▸ **Directions for this task**
Render the records below as a two-column CSV with the header row input,output and one row per record. Put each record's wording under input and its answer under output, each as a single quoted field with line breaks replaced by spaces.

=== Input ===

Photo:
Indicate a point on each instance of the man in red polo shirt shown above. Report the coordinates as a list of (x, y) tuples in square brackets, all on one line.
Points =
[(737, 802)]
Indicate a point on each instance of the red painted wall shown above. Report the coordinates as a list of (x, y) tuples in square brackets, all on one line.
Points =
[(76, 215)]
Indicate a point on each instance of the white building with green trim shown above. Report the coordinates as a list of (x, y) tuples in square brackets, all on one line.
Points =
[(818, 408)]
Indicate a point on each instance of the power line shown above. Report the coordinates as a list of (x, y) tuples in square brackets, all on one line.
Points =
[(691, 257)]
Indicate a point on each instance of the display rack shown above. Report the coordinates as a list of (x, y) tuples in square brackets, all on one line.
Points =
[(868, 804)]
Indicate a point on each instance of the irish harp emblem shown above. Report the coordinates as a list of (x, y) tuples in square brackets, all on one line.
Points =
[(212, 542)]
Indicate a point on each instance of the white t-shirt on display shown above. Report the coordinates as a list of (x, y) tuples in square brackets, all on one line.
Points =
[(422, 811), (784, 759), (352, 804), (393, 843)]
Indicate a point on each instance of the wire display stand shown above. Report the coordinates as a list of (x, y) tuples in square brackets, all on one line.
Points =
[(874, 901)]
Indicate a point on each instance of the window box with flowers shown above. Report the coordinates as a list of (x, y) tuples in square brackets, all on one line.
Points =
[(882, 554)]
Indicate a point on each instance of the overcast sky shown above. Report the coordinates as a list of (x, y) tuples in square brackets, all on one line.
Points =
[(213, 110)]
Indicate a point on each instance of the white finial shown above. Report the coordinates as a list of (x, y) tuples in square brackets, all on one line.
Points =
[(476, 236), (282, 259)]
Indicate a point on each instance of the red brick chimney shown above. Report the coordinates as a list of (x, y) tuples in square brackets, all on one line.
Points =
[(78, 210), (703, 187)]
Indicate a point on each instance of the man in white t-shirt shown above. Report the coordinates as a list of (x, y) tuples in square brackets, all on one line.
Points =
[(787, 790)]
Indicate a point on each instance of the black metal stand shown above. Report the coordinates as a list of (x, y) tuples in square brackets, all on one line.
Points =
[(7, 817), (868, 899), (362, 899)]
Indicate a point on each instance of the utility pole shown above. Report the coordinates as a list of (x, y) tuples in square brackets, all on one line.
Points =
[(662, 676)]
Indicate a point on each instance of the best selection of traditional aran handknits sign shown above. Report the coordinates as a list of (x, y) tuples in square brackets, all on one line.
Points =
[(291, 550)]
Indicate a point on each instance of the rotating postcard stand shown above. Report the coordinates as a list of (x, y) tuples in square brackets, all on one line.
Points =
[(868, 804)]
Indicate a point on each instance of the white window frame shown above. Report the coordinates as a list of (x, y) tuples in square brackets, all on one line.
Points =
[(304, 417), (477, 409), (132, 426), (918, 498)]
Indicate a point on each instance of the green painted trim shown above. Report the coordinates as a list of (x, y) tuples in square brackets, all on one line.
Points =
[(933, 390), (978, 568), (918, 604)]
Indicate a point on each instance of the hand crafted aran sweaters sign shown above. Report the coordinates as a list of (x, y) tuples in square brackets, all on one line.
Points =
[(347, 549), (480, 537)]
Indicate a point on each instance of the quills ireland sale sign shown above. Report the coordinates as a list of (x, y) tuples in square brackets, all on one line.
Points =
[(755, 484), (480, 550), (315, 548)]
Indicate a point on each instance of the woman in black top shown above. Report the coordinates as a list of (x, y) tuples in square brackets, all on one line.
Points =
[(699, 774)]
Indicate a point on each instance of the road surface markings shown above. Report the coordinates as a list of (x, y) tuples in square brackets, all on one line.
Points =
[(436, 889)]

===

▸ **Task answer**
input,output
"Photo: Indicate a point on each instance of the man in red polo shirt shown above. Report the coordinates as a list of (x, y) tuples in square brackets, all on one line. Points =","[(737, 802)]"
"Indicate a point on each instance of the red painted wall shown above. Report the coordinates as a list of (x, y) tuples in square brackets, all on one line. Points =","[(76, 215)]"
"Indicate a point on each instance of the white building with green trim shown above. Report the coordinates as a list of (x, y) tuples in square brackets, all on one line. Points =","[(818, 408)]"
"Indicate a point on each instance of the power line shown above. Report the coordinates as a list of (x, y) tuples in square brackets, all on one line. Points =","[(691, 257)]"
"Indicate a point on each instance of the display rack shown above. Report the coordinates as a list of (x, y) tuples in square brackets, all on one line. Points =","[(868, 804)]"
"Indicate a point on each instance of the irish harp emblem shown above. Report the coordinates as a list of (x, y) tuples in square brackets, all on one line. Points =","[(212, 542)]"
"Indicate a point on each instance of the white t-shirt on display shown above. Report the coordinates as a list of (x, y) tuples in square brackets, all on one line. Points =","[(422, 811), (784, 759), (352, 804), (393, 843)]"
"Indicate a point on each instance of the wire display stand shown above. Report the coordinates as a list of (x, y) tuples in square brackets, all on one line. Points =","[(874, 901)]"
"Indicate a point on each instance of the window box with flowers shown above. Report the coordinates as a list of (x, y) tuples in square brackets, all on one line. Points =","[(882, 554)]"
"Indicate a point on each instance of the overcast sky shown above. Report the coordinates as a list of (x, y) tuples in square brackets, all on one line. Points =","[(213, 110)]"
"Indicate a point on each instance of the white finial shown above. Report the coordinates as a list of (x, y) tuples in square brackets, all on one line. Points =","[(476, 236), (282, 259)]"
"Indicate a point on each instance of the red brick chimney shown above. Report the coordinates as a list of (x, y) tuples in square brackets, all on one line. Points =","[(78, 210), (703, 187)]"
"Indicate a point on each instance of the man in white t-shirt shown above. Report the coordinates as a list of (x, y) tuples in square brackets, all on one line. Points =","[(787, 790)]"
"Indicate a point on each instance of the black metal stand shown above. Report the coordinates as a list of (x, y) tuples in square brackets, all on one line. Points =","[(7, 817), (868, 899), (362, 899)]"
"Indicate a point on each instance of the utility pole shown above. Report the coordinates as a list of (x, y) tuples in square brackets, all on one line. Points =","[(662, 676)]"
"Indicate a point on each instance of the best selection of traditional aran handknits sign shown above. Report the coordinates as a list of (x, y) tuples in square brackets, all on one line. Points =","[(291, 550)]"
"Indicate a point on each instance of the rotating postcard stand shown above. Report the coordinates as a list of (x, y) tuples in square brackets, all on one line. Points =","[(868, 804)]"
"Indicate a point on each instance of the white window frame shown above. Report the coordinates as a list of (x, y) tuples in square brackets, all on one line. Points =","[(304, 417), (477, 409), (132, 426), (918, 498)]"
"Indicate a point on each instance of the green painted trim shown above. Report the coordinates as a list of (x, y) tuples in square brackets, all on one line. Points =","[(933, 390), (978, 568), (918, 604)]"
"Indicate a point on each instance of the hand crafted aran sweaters sign shown above. Report the coordinates as a list of (x, y) tuples in square brackets, all on one line. Points =","[(347, 549), (480, 537)]"
"Indicate a point on each instance of the quills ireland sale sign shown above. Report the coordinates as a list of (x, y) tuples in square brackets, all on one line. Points =","[(755, 484), (480, 550), (315, 548)]"
"Indicate a point on each instance of the woman in black top shown above. Report the coordinates as a list of (x, y) tuples in square brackets, all on one line. Points =","[(699, 774)]"
"Indicate a point on each instance of the road surface markings shown above. Report the coordinates as a list of (x, y) tuples in square brackets, all on one line. Points =","[(436, 889)]"